## Job
Shift the listing from the line containing "For the evaluation set, pick out each instance of the parked" through the end of the listing, inclusive. Rewrite every line, requests included, subtracting 116 from each x and y coordinate in the answer points and leaving all other numbers unchanged.

══ Information shown ══

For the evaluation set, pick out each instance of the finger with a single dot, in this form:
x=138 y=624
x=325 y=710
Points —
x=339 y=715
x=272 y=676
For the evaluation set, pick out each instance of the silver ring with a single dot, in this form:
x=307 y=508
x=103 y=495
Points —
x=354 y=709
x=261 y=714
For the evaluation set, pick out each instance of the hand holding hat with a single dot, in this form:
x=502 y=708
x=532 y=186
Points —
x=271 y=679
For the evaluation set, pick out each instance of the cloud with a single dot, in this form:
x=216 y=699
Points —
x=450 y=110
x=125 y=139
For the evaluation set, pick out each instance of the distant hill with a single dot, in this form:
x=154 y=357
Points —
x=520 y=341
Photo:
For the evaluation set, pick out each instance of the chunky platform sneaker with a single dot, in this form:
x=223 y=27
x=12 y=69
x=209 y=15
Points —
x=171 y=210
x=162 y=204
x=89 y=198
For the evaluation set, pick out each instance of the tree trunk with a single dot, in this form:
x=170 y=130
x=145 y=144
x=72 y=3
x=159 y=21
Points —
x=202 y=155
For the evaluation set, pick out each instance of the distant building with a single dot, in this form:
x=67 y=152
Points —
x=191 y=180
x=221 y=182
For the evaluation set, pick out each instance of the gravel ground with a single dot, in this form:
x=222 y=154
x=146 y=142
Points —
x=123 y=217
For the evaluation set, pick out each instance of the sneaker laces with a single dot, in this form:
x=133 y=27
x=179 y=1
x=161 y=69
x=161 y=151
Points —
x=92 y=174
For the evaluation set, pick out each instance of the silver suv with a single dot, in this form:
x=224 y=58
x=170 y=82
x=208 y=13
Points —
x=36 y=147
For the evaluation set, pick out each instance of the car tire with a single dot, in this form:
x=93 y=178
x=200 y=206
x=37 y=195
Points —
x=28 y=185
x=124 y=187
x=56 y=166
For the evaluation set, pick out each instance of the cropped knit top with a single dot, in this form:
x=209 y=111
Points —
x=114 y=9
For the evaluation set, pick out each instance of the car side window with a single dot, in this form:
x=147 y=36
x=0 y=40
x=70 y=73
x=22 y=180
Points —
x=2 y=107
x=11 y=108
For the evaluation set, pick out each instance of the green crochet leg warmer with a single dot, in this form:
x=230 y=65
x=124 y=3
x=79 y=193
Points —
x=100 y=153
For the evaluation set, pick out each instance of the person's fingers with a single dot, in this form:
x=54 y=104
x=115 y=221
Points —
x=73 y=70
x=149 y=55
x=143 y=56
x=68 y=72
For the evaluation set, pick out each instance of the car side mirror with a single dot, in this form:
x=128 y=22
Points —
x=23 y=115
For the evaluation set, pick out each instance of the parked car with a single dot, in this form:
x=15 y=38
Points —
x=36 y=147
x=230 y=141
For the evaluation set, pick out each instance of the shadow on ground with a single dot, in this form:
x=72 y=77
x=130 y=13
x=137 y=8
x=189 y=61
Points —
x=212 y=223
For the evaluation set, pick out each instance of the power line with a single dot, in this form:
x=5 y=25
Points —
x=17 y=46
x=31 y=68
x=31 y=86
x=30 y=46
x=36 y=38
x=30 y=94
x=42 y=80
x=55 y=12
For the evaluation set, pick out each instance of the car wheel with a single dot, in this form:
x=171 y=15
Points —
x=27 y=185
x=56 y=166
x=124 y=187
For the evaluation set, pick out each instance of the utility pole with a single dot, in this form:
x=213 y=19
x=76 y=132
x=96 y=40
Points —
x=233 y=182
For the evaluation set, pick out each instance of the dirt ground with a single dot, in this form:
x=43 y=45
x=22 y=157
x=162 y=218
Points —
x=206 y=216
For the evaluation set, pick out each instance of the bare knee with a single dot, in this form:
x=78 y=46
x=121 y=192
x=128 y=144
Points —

═══

## Task response
For the evaluation set, pick out each instance of the parked car with a single dot, in this form:
x=15 y=38
Points —
x=-80 y=31
x=114 y=25
For the evaluation set, pick out each instance of the shadow on ground with a single dot, in this form:
x=72 y=77
x=130 y=13
x=137 y=8
x=189 y=61
Points —
x=96 y=107
For the evaluation set, pick out each instance of the power line with a single dot, in this form:
x=5 y=25
Points —
x=-99 y=-70
x=-85 y=-48
x=-85 y=-30
x=-86 y=-70
x=-80 y=-78
x=-86 y=-22
x=-74 y=-36
x=-61 y=-104
For the evaluation set, pick out each instance of the car wheel with a single dot, in this form:
x=171 y=15
Points —
x=-89 y=69
x=-60 y=50
x=8 y=71
For the evaluation set, pick out each instance of the utility pole with a single dot, in this form:
x=213 y=19
x=76 y=132
x=96 y=40
Points —
x=117 y=66
For the evaluation set, pick out each instance of the dirt ground with a single dot, in this form:
x=43 y=45
x=22 y=157
x=162 y=218
Points —
x=90 y=100
For the evaluation set, pick out each instance of the bare knee with a single dot, in this form:
x=78 y=46
x=121 y=192
x=128 y=144
Points —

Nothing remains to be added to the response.